* **TASK TO CARRY OUT**: Once you find the line containing "Task: Indicate the round", output it and every line after it to the end of the records, exactly.

====== DATASET EXTRACT ======

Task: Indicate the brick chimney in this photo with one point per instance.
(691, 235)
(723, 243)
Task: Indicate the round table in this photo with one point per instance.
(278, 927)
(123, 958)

======

* **PROBLEM SOLUTION**:
Task: Indicate the round table in this photo with one point per instance.
(278, 927)
(123, 958)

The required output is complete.